**WORK ORDER:**
Say the number of lines in the records below that hold the word "blue", and only that number.

═════ RECORDS PROVIDED

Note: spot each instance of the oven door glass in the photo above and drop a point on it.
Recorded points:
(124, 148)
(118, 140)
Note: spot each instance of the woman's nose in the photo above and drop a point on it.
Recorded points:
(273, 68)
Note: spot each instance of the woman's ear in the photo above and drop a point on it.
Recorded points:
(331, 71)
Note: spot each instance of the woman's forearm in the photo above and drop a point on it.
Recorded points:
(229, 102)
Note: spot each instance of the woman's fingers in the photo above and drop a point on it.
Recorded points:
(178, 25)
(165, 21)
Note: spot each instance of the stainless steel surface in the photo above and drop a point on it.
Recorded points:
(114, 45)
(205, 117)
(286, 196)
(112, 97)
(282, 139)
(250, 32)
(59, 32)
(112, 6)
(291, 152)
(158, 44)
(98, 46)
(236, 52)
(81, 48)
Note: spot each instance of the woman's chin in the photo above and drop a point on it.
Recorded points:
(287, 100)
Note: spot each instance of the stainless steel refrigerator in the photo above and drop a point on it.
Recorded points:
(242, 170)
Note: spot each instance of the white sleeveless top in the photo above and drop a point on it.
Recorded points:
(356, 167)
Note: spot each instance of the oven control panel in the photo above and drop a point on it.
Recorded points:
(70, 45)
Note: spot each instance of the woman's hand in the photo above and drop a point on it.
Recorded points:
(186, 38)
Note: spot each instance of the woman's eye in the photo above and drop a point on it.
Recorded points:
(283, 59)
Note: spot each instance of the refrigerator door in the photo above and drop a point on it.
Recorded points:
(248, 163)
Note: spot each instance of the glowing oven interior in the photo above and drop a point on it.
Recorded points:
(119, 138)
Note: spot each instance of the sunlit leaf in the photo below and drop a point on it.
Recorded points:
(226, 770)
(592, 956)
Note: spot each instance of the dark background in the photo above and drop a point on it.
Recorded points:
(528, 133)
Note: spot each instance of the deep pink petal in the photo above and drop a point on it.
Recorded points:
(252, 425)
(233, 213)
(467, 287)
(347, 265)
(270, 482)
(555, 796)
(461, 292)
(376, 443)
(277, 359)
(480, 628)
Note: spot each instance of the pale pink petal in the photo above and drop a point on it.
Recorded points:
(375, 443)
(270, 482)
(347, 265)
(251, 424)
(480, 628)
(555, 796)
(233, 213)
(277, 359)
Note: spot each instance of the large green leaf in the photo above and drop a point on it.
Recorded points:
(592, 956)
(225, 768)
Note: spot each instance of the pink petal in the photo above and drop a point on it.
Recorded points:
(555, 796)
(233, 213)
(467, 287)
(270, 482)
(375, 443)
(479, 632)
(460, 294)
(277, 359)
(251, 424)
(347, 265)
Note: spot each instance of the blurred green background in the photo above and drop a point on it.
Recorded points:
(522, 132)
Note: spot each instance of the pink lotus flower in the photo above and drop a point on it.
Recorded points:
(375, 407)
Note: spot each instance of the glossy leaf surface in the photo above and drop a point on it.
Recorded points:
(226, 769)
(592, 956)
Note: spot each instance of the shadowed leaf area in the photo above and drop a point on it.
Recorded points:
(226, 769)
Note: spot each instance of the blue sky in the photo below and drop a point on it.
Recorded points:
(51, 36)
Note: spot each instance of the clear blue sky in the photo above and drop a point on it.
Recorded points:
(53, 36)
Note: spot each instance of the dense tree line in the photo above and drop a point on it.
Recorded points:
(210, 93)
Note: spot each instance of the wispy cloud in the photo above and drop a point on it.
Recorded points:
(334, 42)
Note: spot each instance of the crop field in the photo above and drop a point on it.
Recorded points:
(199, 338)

══════════

**RESPONSE BELOW:**
2